◆ **SOURCE DOCUMENT**:
--- BEGIN ---
We mix explicable systems (mechanistic systems which we understand and about which we can make precise, accurate and reliable predictions), inexplicable systems (complex systems which we understand in outline but not mechanistically and about which we can not make precise, accurate and reliable forecasts), and random systems (systems about which we have little or no understanding).

Contemporarily inexplicable and random systems, through research and analysis, can yield information that moves them into the explicable systems column. Think about the movement of planets and stars - once inexplicable but now largely explicable.

Inexplicable and random systems are subject to fruitful speculation and conjecture without yet being explicable. Root cause analysis is an invaluable tool with explicable systems. The problem is that it is inherently less reliable when applied to inexplicable and random systems.

You can speculate about how an inexplicable system generates a given outcome and then seemingly apply root cause analysis based on those predicate assumptions and demonstrate that the root cause analysis is consistent with the speculation. But that is essentially a tautological exercise. More precisely, however, all such an exercise does is increase the plausibility of the speculation (if it is indeed consistent with the hypothesis). It cannot, without explicability and replication, actually provide an affirmation. Alternate speculations can simultaneously be equally plausible.
--- END ---
◆ **REQUIREMENT A**: Copy the records below word for word, keeping every line as it appears.

◆ **INFORMATION PROVIDED**:
--- BEGIN ---
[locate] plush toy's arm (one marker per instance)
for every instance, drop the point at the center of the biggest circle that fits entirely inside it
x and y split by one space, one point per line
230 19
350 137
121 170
--- END ---
◆ **REQUIREMENT B**: Continue the passage above on explicable, inexplicable and random systems from the point where it stops.

◆ **FINAL RESULT A**:
[locate] plush toy's arm (one marker per instance)
for every instance, drop the point at the center of the biggest circle that fits entirely inside it
x and y split by one space, one point per line
230 19
350 137
121 170

◆ **FINAL RESULT B**:
The challenge is to disentangle what type of system with which we are dealing. If it is explicable, then it is possible to speak with authority and confidence.

Most outcomes are the result of inexplicable and random systems. In that case, we can speak with some rationality about plausibility but we cannot speak with authority.

It seems to me that too often, in public discourse, we are blind to these distinctions. Opinions are offered as facts based on a primal/emotional belief in one class of speculation over another.

One question sorts the wheat from the chaff - Is the system reliably explicable? If yes, then great, it is just a matter of making sure the data is correct and the right functions have been performed. Checking the math as it were.

If the answer is no, the system is inexplicable or random, then all conclusions can be usefully parked as speculative.